#### Exercise aim:
Reproduce the part that opens with the line containing "In this exercise you will mark the dark" and closes with the line containing "<point>664,455</point>", both included, keeping each item's wording unchanged and shifting every x and y coordinate in the answers by adding 5. Return only those lines.

# # # # #

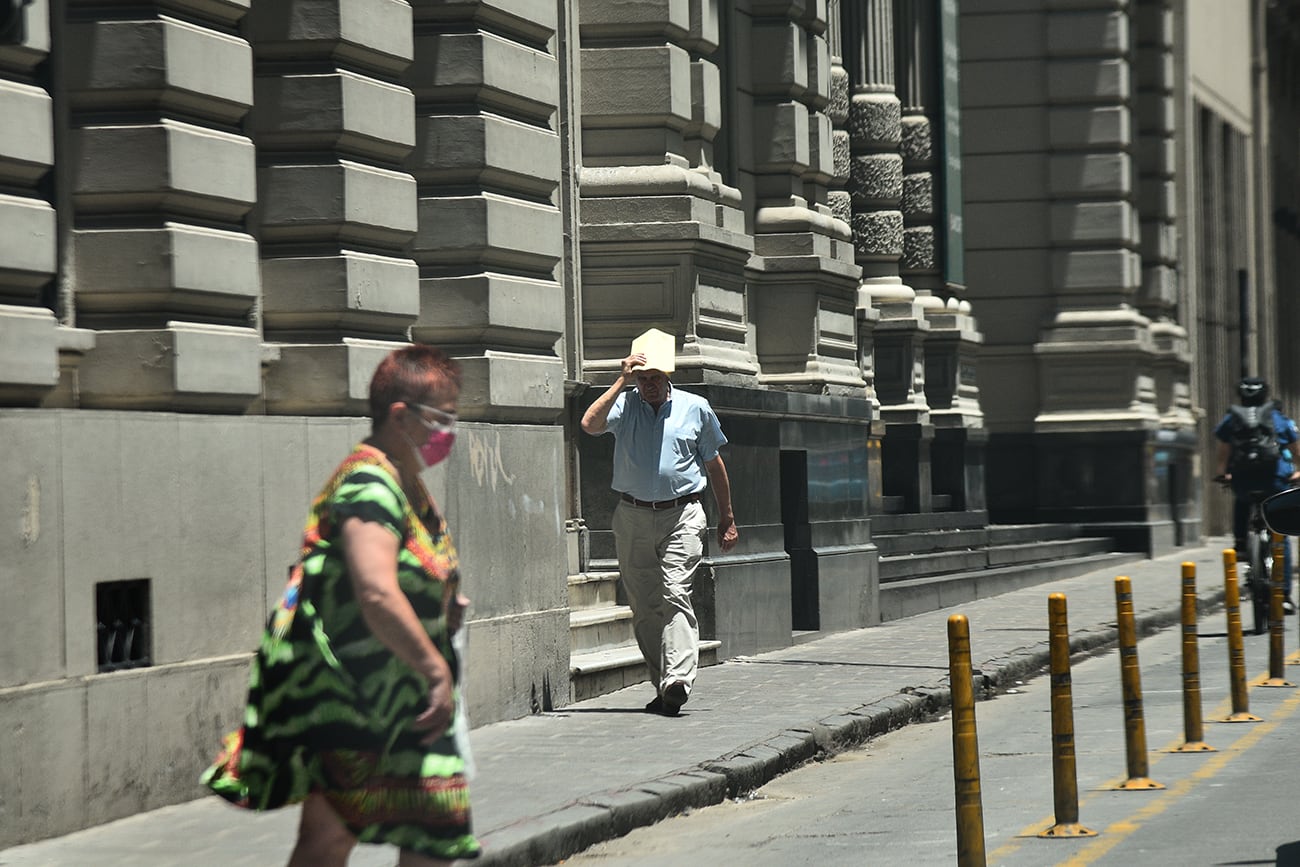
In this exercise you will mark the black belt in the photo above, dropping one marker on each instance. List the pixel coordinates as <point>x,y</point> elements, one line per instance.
<point>663,503</point>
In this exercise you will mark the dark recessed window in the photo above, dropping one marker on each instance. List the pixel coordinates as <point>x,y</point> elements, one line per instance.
<point>122,633</point>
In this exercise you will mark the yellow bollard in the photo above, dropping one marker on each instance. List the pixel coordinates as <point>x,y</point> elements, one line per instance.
<point>1277,663</point>
<point>970,809</point>
<point>1130,675</point>
<point>1235,649</point>
<point>1065,784</point>
<point>1192,728</point>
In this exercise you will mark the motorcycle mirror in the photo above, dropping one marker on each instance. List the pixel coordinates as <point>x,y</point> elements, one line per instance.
<point>1282,512</point>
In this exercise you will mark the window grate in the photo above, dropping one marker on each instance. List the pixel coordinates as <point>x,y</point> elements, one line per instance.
<point>122,628</point>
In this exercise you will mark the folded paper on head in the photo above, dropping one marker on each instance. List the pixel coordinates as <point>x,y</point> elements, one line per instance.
<point>659,349</point>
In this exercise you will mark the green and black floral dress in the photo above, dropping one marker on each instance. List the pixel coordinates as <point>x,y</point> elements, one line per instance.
<point>330,709</point>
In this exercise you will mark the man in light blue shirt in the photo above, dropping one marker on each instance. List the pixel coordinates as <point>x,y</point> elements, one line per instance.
<point>664,455</point>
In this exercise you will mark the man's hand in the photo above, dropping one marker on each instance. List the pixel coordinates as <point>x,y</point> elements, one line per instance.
<point>727,534</point>
<point>636,359</point>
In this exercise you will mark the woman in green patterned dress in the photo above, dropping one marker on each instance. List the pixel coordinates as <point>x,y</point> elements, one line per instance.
<point>352,692</point>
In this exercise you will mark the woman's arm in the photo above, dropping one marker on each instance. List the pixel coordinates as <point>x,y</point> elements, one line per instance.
<point>371,553</point>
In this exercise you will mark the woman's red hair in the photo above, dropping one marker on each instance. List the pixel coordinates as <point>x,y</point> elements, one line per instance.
<point>414,373</point>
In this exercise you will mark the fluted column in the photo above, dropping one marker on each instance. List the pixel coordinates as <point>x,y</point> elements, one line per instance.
<point>160,263</point>
<point>337,211</point>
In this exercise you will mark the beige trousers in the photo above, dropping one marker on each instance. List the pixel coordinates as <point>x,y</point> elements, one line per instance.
<point>659,551</point>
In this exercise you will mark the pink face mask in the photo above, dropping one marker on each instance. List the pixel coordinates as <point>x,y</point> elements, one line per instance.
<point>441,437</point>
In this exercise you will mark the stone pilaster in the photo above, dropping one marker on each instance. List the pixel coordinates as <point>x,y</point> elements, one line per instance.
<point>29,350</point>
<point>876,186</point>
<point>1095,358</point>
<point>802,277</point>
<point>1157,198</point>
<point>160,264</point>
<point>663,235</point>
<point>486,82</point>
<point>337,211</point>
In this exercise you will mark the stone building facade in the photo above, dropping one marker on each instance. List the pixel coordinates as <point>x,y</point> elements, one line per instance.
<point>934,267</point>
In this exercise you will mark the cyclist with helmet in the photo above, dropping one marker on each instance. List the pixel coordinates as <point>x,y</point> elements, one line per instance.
<point>1240,467</point>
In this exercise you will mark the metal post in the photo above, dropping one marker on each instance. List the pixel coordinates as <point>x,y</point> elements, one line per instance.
<point>1192,728</point>
<point>1130,675</point>
<point>1277,663</point>
<point>970,809</point>
<point>1064,780</point>
<point>1235,649</point>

# # # # #

#### Solution below:
In this exercise you will mark the dark recessed window in the photo above, dropping one marker on each instance. List the pixel coordinates as <point>x,y</point> elements, one line per instance.
<point>127,638</point>
In this exercise you will mark the yellow bollard in the photo above, dropping one marker on each instance. List the pixel coordinates as <point>x,y</point> elements, one line per instance.
<point>1282,668</point>
<point>975,814</point>
<point>1135,680</point>
<point>1240,654</point>
<point>1070,789</point>
<point>1197,733</point>
In this exercise you will mark the motorcycle mirror in the photo above, dropping one marker on each instance. List the pixel coordinates as <point>x,y</point> elements, one line per instance.
<point>1287,517</point>
In this exercise you will mark the window grate in the photo above, dropping one marker on each instance. List the pixel coordinates as <point>x,y</point> elements, one line per instance.
<point>127,633</point>
In this exercise you will mark the folded paper on head in the photo above, dropping one marker on each instance. List the pixel coordinates as <point>x,y</point> elements, one line per instance.
<point>664,354</point>
In this exercise you will mark the green and black floral dress in the photo above, dropping one marker on each instance. List the pixel coordinates as <point>x,y</point> elements, one line per instance.
<point>335,714</point>
In this exercise you will mark the man in light blue shirt in the photo above, dropping one marker on each instance. List the pixel coordinates as <point>x,y</point> elements, one line per instance.
<point>669,460</point>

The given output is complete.